■ THE PROBLEM ■
Copy everything in the text on Viseyie Koso from "Medal record" down to "Area, South Korea.", switching "Incheon" to "Busan".

■ QUOTED PASSAGE ■

[Start of section]

Personal information
- Born: 25 March 1984 (age 42) Viswema, Nagaland, India

Sport
- Sport: Sepak Takraw

Medal record
Representing India
Men's sepak takraw
King's Cup Sepaktakraw World Championship
| Bronze medal – third place | 2015 Bangkok | team regu |

= Viseyie Koso =

Indian Sepak Takraw player

Viseyie Koso (born 25 March 1984) is an Indian professional Sepak Takraw player from Nagaland. In 2010, Koso became the first Naga sportsman to represent India at the 2010 Asian Games held in Guangzhou, Guangdong, China. He also participated in the 2014 Asian Games held at Incheon in the Seoul National Capital Area, South Korea.

== Biography ==
=== Early life ===
Viseyie Koso was born on 25 March 1984, in Viswema, Nagaland. Koso did his graduation from St. Joseph's College, Jakhama.

[End of section]

■ Point localization entries ■
[Start of section]

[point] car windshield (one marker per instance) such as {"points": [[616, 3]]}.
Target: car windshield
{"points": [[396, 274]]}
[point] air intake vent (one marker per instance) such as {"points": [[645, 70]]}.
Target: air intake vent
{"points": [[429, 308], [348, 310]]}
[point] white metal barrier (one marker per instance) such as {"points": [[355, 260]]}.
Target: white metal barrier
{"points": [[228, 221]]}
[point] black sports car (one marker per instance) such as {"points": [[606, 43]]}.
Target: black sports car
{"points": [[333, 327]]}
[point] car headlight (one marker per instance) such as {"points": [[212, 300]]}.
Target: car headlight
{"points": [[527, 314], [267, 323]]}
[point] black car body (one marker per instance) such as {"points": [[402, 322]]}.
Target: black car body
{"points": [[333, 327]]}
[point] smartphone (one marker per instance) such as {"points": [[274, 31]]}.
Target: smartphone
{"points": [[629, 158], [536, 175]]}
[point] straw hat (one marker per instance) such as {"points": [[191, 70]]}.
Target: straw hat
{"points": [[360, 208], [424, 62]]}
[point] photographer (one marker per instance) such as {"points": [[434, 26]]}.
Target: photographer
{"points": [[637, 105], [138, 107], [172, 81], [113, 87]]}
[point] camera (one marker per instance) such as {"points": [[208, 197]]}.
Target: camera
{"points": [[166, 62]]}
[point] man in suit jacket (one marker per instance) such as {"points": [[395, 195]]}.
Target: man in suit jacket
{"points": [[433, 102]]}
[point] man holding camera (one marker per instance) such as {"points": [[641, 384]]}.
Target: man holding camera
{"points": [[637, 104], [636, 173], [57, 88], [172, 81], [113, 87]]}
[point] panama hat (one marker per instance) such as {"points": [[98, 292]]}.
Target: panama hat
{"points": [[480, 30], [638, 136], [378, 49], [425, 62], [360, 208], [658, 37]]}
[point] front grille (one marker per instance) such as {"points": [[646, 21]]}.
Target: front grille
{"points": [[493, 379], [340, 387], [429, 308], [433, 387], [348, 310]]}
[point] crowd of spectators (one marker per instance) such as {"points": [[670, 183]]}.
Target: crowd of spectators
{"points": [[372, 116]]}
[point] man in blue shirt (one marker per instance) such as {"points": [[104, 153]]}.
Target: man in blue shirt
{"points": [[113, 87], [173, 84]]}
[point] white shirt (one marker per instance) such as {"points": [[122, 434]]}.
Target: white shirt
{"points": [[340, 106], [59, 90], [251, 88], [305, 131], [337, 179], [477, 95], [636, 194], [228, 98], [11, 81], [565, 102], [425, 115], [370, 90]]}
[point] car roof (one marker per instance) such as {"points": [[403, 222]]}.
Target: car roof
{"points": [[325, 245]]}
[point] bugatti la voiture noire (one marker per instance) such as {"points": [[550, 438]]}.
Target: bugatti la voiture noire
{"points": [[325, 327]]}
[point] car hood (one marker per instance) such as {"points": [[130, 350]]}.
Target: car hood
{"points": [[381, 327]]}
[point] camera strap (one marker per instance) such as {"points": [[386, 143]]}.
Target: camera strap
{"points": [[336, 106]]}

[End of section]

■ SOLUTION ■
Medal record
Representing India
Men's sepak takraw
King's Cup Sepaktakraw World Championship
| Bronze medal – third place | 2015 Bangkok | team regu |

= Viseyie Koso =

Indian Sepak Takraw player

Viseyie Koso (born 25 March 1984) is an Indian professional Sepak Takraw player from Nagaland. In 2010, Koso became the first Naga sportsman to represent India at the 2010 Asian Games held in Guangzhou, Guangdong, China. He also participated in the 2014 Asian Games held at Busan in the Seoul National Capital Area, South Korea.